**Supplied data**

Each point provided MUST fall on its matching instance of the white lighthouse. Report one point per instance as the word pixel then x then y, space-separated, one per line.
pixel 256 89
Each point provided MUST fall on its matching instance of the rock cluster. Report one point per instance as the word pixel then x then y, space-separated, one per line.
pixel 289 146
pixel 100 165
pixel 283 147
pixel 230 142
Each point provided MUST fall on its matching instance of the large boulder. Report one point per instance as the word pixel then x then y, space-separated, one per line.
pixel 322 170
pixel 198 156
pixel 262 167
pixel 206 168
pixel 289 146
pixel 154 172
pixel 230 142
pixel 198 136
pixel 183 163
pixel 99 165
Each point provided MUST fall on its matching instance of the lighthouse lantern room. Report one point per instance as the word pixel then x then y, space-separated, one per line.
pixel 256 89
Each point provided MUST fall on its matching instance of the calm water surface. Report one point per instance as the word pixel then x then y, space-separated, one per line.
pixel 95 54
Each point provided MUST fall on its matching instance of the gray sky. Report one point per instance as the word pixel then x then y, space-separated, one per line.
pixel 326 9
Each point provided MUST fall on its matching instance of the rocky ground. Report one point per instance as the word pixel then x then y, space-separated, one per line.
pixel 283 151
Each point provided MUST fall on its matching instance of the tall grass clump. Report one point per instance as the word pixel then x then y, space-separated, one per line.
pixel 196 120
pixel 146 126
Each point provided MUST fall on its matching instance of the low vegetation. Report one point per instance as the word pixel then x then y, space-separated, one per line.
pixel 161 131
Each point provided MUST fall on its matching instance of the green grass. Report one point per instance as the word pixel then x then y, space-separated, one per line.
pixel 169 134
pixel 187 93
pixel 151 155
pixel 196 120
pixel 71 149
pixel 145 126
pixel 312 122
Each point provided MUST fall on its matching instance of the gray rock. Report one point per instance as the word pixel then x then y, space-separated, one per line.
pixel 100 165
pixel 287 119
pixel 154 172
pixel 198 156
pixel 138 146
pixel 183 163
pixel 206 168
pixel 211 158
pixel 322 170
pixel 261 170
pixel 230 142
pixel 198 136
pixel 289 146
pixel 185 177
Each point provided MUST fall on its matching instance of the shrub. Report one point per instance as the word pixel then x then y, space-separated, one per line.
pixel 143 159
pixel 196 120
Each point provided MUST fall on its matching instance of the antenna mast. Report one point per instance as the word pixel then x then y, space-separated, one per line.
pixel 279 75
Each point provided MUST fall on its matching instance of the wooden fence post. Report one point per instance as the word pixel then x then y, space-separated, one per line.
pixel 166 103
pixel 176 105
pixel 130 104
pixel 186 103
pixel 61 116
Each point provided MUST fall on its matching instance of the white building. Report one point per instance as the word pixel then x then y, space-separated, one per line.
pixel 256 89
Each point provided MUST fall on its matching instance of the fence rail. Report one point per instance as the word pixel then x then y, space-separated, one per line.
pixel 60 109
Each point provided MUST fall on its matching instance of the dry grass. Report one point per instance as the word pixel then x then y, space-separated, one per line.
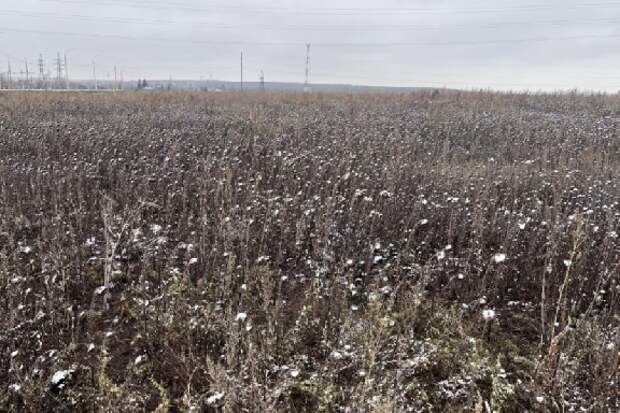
pixel 281 252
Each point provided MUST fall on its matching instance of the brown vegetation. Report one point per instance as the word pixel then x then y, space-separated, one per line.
pixel 285 252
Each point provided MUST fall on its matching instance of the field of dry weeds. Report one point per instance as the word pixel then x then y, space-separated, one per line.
pixel 311 253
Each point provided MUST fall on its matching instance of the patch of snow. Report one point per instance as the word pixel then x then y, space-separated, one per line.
pixel 488 314
pixel 216 397
pixel 60 377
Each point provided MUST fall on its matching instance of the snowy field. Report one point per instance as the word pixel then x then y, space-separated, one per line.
pixel 265 252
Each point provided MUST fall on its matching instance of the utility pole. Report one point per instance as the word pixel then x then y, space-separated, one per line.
pixel 306 84
pixel 66 73
pixel 27 86
pixel 41 71
pixel 95 76
pixel 58 70
pixel 10 73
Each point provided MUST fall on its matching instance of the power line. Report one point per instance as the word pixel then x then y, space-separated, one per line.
pixel 331 44
pixel 339 27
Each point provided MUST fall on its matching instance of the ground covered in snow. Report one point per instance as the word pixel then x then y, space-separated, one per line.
pixel 313 253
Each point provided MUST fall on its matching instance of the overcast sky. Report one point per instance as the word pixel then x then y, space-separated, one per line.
pixel 517 44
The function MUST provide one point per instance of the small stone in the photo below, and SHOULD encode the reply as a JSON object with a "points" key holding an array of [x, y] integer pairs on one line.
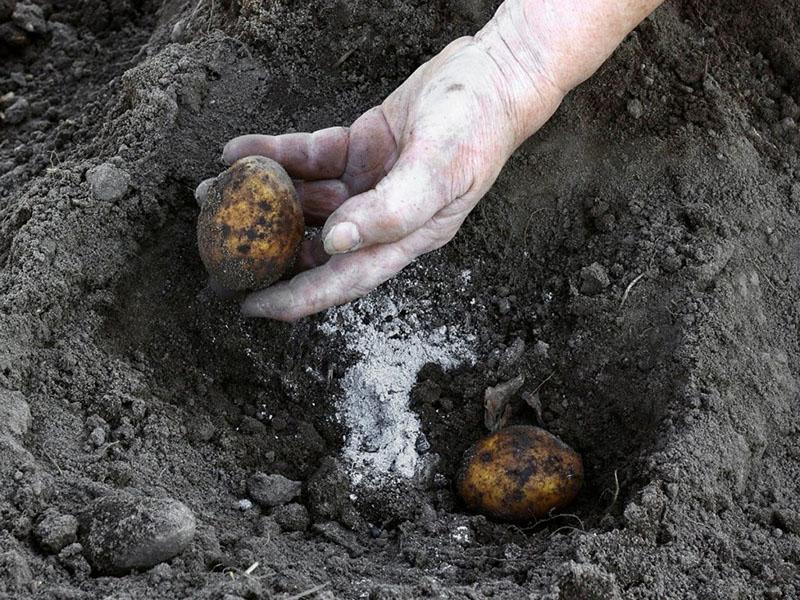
{"points": [[72, 559], [56, 531], [108, 182], [541, 349], [15, 414], [795, 193], [122, 532], [292, 517], [635, 108], [503, 306], [422, 445], [13, 36], [333, 532], [17, 112], [30, 17], [272, 490], [97, 437], [512, 354], [7, 9], [788, 520], [15, 574], [595, 279]]}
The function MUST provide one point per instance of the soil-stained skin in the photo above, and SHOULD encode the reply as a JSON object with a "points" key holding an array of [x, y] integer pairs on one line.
{"points": [[519, 474], [251, 225]]}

**Exercise prompt**
If any entry holds a picture, drop the picture and copy everything else exactly.

**Completed task**
Each point provided MUST fall on its matching instance of the white lighthouse. Report one point per instance as the word pixel then x then y, space-separated, one per line.
pixel 256 89
Each point provided MUST fall on its matching instance of the rock cluster. Report one point per instance as the word pixel then x then y, space-separated, one per line.
pixel 289 146
pixel 100 165
pixel 283 147
pixel 230 142
Each point provided MUST fall on its matching instance of the large boulder. Report one point per instance as the word pixel then x then y, space-separated, one per line.
pixel 322 170
pixel 198 156
pixel 262 167
pixel 206 168
pixel 289 146
pixel 154 172
pixel 230 142
pixel 198 136
pixel 183 163
pixel 99 165
Each point provided MUST fall on its matching instance of the lighthouse lantern room. Report one point per instance as the word pixel then x then y, space-separated, one per line.
pixel 256 89
Each point provided MUST fall on its matching instance of the calm water surface. Report one point per instance as the word pixel then x then y, space-separated, one per line.
pixel 95 54
Each point provided MUST fall on its matching instance of the gray sky. Report one point per instance as the word pixel then x then y, space-separated, one per line.
pixel 326 9
Each point provided MUST fall on its matching instance of the rocky ground. Report one point per instance as the word pixel then x then y, space-separated, one per line.
pixel 283 151
Each point provided MUST fall on its matching instance of the tall grass clump. Report one point per instance as the word pixel then x then y, space-separated, one per line.
pixel 196 120
pixel 146 126
Each point provided MUST fall on its matching instance of the low vegetation. Report one point per instance as the word pixel then x then y, space-separated, one per line.
pixel 161 131
Each point provided MUST fall on its matching instance of the green grass. Report one point per instance as the word pixel then x then y, space-separated, one per line.
pixel 169 134
pixel 187 93
pixel 151 155
pixel 196 120
pixel 71 149
pixel 145 126
pixel 312 122
Each point provided MUST fall on its matching instance of the gray rock. Report one point per instance as the word pixel then x then y, space-separated, one per line.
pixel 100 165
pixel 287 119
pixel 154 172
pixel 198 156
pixel 138 146
pixel 183 163
pixel 206 168
pixel 211 158
pixel 322 170
pixel 261 170
pixel 230 142
pixel 198 136
pixel 289 146
pixel 185 177
Each point provided MUST fall on its matching instance of the shrub. Report one point per instance as the word pixel then x then y, space-separated, one per line.
pixel 143 159
pixel 196 120
Each point provided MUST fall on its matching instance of the antenna mast. Report one point per instance as the word pixel then x then y, space-separated, one per line.
pixel 279 75
Each point provided MUST fall on its matching instance of the wooden fence post. Report one point per instance as the word pixel then x then y, space-separated, one per line.
pixel 166 103
pixel 176 105
pixel 130 104
pixel 186 103
pixel 61 116
Each point provided MUST fall on its matching instance of the white building. Report one point per instance as the word pixel then x then y, space-separated, one per line.
pixel 256 89
Each point provided MUST fall on its matching instance of the fence rail. Report one point per instance as the word pixel then x then y, space-separated, one per line.
pixel 60 109
Each point provided MUST fall on its matching instance of the dry grass. Report one point per instance as the word pixel then x then y, space-separated, one per line.
pixel 281 252
Each point provided MUST fall on its matching instance of the brown vegetation. Report one point per instance as the word pixel then x then y, space-separated, one per line.
pixel 285 252
Each point provided MUST fall on its matching instance of the field of dry weeds. Report one point per instance as the word pixel then x then y, space-separated, one per line.
pixel 311 253
Each point provided MUST fall on its matching instance of the patch of snow. Report one point per instance as the word pixel then x then y, space-separated, one per line.
pixel 488 314
pixel 216 397
pixel 60 377
Each point provided MUST fall on its matching instance of the snowy field. Report one point per instance as the word pixel then x then y, space-separated, one per line.
pixel 265 252
Each point provided MUST fall on its matching instance of the utility pole. Report one point per instance as the word pixel then x then y, space-separated, one per line.
pixel 306 84
pixel 66 73
pixel 27 86
pixel 41 71
pixel 95 76
pixel 58 70
pixel 10 73
Each point provided MUST fall on its matching instance of the power line. Report one point per instance as the word pixel then x then y, space-separated, one per line.
pixel 331 44
pixel 339 27
Each point provided MUST fall on its matching instance of the ground covered in snow. Report one point per instance as the word pixel then x then y, space-separated, one per line.
pixel 313 253
Each point provided MUST fall on its matching instance of the overcast sky. Report one point per instance as the word pixel then x then y, space-separated, one per line.
pixel 517 44
The function MUST provide one point per instance of the small stone in the photo below, and SHOULD encode the reply as a JSON object with a "points" key holding an array of [x, y] integer pairs on one line.
{"points": [[72, 559], [56, 531], [108, 182], [541, 349], [15, 414], [795, 193], [122, 532], [292, 517], [635, 108], [503, 306], [422, 445], [13, 36], [333, 532], [17, 112], [30, 17], [272, 490], [97, 437], [512, 354], [7, 9], [788, 520], [15, 574], [595, 279]]}
The function MUST provide one point per instance of the soil-stained skin in the photo above, and SHOULD encode the reply as a JSON object with a "points" key holding an array of [x, y] integer pairs on one line.
{"points": [[519, 474], [251, 225]]}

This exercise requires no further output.